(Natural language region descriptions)
=== Begin Enclosure ===

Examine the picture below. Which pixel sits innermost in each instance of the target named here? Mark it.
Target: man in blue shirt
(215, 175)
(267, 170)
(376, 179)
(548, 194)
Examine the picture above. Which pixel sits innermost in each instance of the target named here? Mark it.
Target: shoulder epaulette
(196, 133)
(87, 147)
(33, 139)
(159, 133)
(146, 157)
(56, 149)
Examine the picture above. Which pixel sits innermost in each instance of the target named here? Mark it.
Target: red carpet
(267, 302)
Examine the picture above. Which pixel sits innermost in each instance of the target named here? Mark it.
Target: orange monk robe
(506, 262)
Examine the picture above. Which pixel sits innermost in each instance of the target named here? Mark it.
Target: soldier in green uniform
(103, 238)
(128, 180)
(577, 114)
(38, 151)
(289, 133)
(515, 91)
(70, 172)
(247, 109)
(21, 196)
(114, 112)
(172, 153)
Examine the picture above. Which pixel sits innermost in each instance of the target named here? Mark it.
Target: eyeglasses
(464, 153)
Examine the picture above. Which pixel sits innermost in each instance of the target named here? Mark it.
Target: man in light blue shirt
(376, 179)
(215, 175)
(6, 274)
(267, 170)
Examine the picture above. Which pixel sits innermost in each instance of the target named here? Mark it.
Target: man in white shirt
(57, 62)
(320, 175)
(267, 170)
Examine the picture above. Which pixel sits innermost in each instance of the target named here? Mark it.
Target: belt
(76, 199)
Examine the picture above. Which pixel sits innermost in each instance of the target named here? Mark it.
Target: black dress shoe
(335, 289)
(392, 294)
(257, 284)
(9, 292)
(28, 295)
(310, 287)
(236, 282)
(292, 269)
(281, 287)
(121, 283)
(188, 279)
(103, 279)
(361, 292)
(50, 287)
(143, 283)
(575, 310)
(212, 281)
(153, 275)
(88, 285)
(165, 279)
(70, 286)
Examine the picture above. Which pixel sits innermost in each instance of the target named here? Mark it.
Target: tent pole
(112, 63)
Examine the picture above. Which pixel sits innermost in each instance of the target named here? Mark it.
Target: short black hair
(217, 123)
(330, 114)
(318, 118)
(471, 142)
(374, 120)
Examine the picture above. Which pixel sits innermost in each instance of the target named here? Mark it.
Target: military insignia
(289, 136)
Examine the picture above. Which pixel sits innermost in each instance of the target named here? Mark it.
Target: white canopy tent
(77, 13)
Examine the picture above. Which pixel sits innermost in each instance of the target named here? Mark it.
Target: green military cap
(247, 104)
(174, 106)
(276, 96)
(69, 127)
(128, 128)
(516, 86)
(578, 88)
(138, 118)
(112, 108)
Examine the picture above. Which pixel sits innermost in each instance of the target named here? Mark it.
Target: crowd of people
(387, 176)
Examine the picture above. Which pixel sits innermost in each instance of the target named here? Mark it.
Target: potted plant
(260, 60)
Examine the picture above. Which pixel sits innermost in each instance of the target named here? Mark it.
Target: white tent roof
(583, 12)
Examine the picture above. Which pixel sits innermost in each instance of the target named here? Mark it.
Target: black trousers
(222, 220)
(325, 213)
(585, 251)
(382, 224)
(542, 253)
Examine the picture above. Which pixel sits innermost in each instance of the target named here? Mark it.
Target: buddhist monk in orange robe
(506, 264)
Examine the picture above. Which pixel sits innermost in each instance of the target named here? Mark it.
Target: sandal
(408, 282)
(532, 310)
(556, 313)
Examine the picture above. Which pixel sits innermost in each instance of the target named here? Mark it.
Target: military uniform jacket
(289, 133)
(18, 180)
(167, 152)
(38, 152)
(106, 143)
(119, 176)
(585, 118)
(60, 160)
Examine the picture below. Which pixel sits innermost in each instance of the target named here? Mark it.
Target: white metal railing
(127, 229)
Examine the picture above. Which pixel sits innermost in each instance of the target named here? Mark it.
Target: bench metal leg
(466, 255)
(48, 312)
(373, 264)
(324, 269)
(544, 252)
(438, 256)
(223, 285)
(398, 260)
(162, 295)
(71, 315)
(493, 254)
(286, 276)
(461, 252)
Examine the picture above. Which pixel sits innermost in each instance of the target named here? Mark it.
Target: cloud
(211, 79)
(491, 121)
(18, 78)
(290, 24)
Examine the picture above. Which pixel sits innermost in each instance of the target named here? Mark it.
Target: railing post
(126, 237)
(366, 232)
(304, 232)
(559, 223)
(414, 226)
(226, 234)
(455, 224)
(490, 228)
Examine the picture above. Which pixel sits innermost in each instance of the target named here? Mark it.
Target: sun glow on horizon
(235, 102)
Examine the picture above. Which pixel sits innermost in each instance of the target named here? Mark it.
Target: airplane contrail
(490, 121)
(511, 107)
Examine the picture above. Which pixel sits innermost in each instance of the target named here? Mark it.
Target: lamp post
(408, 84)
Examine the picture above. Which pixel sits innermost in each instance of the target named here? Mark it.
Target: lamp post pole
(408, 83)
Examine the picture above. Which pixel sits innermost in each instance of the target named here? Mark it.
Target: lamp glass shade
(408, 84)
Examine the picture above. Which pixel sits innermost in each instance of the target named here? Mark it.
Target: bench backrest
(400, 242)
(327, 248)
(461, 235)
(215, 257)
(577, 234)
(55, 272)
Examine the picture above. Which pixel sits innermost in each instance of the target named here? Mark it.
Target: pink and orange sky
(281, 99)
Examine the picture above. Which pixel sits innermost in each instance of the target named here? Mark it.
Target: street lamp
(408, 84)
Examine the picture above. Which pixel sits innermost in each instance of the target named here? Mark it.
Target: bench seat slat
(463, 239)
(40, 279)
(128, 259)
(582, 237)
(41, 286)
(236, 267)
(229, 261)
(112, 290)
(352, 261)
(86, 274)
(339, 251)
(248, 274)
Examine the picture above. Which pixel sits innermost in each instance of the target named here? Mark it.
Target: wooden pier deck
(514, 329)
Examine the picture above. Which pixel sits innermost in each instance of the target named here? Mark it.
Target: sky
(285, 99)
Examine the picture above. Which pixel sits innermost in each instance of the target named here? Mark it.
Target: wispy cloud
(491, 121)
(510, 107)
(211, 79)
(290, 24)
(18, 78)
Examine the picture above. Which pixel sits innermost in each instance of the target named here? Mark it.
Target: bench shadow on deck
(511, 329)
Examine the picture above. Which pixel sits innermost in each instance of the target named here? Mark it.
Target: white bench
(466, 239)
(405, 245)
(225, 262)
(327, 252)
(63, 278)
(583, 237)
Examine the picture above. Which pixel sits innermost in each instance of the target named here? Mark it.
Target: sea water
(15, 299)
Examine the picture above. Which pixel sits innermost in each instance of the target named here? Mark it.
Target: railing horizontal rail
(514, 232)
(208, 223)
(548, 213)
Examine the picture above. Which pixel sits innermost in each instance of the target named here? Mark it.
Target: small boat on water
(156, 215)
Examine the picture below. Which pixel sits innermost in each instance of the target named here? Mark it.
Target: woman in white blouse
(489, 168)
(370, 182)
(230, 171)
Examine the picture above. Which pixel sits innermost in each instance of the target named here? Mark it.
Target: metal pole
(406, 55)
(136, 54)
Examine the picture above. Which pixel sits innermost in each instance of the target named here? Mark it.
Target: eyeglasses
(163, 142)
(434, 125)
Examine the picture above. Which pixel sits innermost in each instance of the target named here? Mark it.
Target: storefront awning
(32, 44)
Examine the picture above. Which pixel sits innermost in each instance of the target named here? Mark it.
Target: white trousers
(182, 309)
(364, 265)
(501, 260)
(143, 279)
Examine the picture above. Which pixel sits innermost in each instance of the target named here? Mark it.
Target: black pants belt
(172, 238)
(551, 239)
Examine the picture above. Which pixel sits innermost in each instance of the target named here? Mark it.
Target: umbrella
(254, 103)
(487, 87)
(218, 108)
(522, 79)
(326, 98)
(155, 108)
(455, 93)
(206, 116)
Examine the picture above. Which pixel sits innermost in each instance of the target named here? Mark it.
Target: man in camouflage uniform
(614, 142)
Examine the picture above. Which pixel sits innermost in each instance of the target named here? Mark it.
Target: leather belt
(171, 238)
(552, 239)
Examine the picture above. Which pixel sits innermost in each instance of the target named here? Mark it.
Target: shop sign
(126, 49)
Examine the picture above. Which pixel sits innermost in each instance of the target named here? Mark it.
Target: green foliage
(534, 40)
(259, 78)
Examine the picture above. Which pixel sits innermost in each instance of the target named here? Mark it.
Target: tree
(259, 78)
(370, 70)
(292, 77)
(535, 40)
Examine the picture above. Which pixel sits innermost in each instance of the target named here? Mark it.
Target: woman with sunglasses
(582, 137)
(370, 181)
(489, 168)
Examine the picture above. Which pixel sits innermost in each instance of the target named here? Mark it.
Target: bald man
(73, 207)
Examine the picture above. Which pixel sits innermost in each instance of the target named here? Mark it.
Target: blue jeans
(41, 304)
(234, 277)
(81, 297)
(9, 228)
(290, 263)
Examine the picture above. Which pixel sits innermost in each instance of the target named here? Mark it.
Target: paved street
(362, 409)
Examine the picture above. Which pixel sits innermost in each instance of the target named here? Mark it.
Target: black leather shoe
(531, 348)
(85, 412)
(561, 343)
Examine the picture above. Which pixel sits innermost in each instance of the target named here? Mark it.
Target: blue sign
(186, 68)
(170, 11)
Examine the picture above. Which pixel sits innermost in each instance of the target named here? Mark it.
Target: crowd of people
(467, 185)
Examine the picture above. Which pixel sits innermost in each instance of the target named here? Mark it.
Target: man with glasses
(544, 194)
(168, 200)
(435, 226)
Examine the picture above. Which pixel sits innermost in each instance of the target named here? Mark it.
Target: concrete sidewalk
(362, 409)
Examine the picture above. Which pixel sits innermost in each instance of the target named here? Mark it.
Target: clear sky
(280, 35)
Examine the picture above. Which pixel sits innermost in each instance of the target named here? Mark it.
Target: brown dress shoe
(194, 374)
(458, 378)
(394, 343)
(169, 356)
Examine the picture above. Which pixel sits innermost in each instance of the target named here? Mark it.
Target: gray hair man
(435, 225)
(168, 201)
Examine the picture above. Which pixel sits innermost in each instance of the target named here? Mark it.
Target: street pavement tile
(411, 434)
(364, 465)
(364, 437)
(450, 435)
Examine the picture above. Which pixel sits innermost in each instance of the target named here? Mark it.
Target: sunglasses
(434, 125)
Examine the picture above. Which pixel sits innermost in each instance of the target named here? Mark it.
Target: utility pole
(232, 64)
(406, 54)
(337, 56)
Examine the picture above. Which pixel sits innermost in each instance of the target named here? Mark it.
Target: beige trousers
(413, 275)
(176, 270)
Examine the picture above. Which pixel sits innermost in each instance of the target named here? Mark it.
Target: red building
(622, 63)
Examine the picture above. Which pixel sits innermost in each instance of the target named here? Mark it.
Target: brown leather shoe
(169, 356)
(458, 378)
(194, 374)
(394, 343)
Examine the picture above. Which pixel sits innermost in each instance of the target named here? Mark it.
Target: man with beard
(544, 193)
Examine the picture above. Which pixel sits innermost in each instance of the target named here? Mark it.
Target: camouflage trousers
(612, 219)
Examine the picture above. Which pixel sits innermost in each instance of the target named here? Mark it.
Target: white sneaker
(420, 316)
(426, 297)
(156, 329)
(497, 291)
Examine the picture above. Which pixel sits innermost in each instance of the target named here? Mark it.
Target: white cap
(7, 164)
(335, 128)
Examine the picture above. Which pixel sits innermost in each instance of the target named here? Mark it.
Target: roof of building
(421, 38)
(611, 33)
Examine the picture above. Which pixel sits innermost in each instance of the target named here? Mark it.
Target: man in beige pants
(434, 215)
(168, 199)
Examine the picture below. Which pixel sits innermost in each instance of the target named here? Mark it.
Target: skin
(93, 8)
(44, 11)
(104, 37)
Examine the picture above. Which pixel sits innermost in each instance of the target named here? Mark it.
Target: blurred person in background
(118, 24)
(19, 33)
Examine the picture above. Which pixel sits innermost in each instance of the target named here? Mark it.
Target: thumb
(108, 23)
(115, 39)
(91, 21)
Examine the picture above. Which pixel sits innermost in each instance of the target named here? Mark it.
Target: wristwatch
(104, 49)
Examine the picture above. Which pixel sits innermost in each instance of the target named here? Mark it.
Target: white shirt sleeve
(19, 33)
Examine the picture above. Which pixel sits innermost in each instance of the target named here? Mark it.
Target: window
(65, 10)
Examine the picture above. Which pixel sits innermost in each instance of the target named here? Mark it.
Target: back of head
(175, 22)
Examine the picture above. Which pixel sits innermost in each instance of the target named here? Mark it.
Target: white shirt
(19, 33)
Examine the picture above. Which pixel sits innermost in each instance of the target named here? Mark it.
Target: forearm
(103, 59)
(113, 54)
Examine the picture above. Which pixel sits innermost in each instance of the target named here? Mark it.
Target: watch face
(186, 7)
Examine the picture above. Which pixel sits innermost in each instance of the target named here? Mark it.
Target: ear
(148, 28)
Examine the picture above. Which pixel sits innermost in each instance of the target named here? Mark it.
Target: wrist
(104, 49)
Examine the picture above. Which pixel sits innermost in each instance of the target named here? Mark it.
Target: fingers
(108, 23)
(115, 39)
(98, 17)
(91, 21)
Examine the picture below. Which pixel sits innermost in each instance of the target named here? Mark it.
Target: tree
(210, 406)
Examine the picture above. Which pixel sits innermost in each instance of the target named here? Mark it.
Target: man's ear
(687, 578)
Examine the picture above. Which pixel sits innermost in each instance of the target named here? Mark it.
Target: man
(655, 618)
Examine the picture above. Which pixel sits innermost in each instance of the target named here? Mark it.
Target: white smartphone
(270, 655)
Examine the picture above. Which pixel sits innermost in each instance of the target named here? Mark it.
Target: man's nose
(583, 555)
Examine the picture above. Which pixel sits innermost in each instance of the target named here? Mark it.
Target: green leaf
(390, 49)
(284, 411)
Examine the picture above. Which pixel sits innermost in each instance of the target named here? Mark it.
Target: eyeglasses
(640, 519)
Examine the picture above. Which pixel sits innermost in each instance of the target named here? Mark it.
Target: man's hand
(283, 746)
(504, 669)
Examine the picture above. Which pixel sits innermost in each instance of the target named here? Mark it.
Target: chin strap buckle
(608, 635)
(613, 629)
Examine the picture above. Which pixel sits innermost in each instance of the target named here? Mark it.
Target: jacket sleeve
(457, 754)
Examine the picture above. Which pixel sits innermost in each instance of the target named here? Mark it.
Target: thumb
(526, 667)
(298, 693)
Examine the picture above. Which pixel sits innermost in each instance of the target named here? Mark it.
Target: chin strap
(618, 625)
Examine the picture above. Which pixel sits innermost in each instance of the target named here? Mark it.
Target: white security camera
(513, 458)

=== End Enclosure ===

* [Work request]:
The answer should hold exactly the lines running from the one with "Target: chin strap buckle" to the final line of the data, both ends counted.

* [Task response]:
Target: chin strap buckle
(608, 635)
(613, 629)
Examine the picture above. Which pixel sits innermost in each instance of the target named here? Mark it.
Target: jacket sleeve
(457, 754)
Examine the picture above. Which pixel sits innermost in each instance of the target named here? Mark it.
Target: thumb
(526, 667)
(298, 693)
Examine the picture above. Which pixel sits innermost in each instance of the target named here? Mark it.
Target: chin strap
(618, 625)
Examine the picture above. Which pixel sits innermost in each instance of the target named here? Mark it.
Target: white security camera
(513, 458)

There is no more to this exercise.